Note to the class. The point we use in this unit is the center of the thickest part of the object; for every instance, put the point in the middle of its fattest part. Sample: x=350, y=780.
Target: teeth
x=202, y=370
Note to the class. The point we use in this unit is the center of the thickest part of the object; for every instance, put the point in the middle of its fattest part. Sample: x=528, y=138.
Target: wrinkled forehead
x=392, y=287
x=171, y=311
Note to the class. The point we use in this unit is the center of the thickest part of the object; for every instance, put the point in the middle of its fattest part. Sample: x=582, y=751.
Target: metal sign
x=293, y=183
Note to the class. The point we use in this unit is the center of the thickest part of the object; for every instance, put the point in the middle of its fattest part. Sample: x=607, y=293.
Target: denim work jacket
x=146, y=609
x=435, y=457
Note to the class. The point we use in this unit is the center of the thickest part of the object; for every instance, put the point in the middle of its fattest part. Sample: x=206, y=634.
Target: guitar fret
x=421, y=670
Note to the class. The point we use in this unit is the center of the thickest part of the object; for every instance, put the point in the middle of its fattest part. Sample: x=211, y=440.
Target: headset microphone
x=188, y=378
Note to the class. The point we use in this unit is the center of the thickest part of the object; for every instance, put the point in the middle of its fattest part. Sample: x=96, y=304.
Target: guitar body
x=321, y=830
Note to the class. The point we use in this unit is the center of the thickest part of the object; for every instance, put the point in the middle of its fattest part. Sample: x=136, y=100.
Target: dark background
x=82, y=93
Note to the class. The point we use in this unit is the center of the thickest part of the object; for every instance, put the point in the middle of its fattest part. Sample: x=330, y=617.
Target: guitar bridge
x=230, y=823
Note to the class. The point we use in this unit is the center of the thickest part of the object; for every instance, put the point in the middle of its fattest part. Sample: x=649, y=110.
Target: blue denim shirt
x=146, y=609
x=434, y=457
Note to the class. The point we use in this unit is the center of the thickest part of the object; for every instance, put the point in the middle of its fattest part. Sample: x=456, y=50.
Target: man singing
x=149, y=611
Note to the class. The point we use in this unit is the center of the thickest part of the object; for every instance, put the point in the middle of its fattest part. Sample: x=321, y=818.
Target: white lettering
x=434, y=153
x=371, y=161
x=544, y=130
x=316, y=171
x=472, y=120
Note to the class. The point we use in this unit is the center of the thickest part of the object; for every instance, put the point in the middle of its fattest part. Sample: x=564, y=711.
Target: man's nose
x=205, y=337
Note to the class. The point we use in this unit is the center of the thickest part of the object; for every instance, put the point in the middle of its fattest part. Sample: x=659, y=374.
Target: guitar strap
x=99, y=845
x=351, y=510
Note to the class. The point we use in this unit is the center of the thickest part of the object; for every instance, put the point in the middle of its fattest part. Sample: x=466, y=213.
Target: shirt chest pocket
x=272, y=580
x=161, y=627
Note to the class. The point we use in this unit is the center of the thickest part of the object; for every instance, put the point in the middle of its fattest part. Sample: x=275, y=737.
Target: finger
━━━
Required task:
Rewrite all of the records above, changing every "fattest part" to "widest part" and leaving everything else as it is.

Output of the task:
Note to the class. The point we use in this unit is the center of the thickest part of the object; for every instance, put the point in the middle of its widest part. Sample: x=350, y=780.
Target: teeth
x=202, y=370
Note to the class. The point we use in this unit is the center of the thickest part of the object; for every instance, put the point in the middle of its widest part. Sample: x=528, y=138.
Target: wrinkled forehead
x=392, y=287
x=171, y=311
Note to the class. The point we use in this unit is the center of the thickest part of the object; for every instance, put the point in the middle of its widest part. Sample: x=582, y=751.
Target: metal sign
x=293, y=183
Note to the class. The point we use in this unit is the center of the thickest part of the object; for every instance, put the point in the middle of its widest part. Sample: x=607, y=293.
Target: denim work jacket
x=146, y=609
x=435, y=457
Note to the class. The point we use in this unit is the center of the thickest part of the object; for every instance, put the point in the middle of its widest part. Sample: x=206, y=634.
Target: guitar fret
x=421, y=670
Note to the class. The point we use in this unit is the center of the thickest part of the object; for every instance, put the point in the middle of its widest part. Sample: x=211, y=440.
Target: headset microphone
x=188, y=378
Note to the class. The point we use in this unit is the center of the thickest part of the object; for every instance, put the point in the middle of its widest part. Sample: x=96, y=304.
Target: guitar body
x=321, y=830
Note to the class. The point we use in this unit is the center of the thickest part of the object; for every instance, put the point in the middle of its widest part. Sample: x=136, y=100.
Target: dark background
x=82, y=93
Note to the class. The point we use in this unit is the center of the thickest part of the object; for every instance, put the point in the middle of its widest part. Sample: x=330, y=617.
Target: guitar bridge
x=230, y=823
Note to the class. The point we use in this unit is the center of the thickest part of the object; for every instance, put the point in the middle of its widest part. Sample: x=649, y=110.
Target: blue denim shirt
x=146, y=609
x=434, y=457
Note to the class. The point we use in this unit is the center of the thickest part of the object; for every instance, put the point in the middle of its widest part. Sample: x=456, y=50.
Target: man singing
x=149, y=611
Note to the class. The point we use in this unit is the center of the thickest part of the object; for every instance, put the point in the middle of its widest part. Sample: x=321, y=818.
Target: white lettering
x=434, y=153
x=371, y=161
x=544, y=130
x=316, y=171
x=472, y=120
Note to the class. The point we use in this unit is the center of the thickest part of the object; for every instance, put the point in the middle of its widest part. Sample: x=564, y=711.
Target: man's nose
x=205, y=337
Note to the class. The point we use in this unit is the center of the thickest part of the object; for every instance, put the point in the middle of its widest part. Sample: x=659, y=374.
Target: guitar strap
x=99, y=845
x=351, y=510
Note to the class. The point we use in this unit is the center of the thickest part of the object; for every instance, put the point in the middle of its widest part. Sample: x=466, y=213.
Target: shirt chest pocket
x=272, y=580
x=161, y=627
Note to the class. The point we use in this unit is the center of the thickest part of the object; for every instance, put the point in the middle of its widest part. Sample: x=275, y=737.
Target: finger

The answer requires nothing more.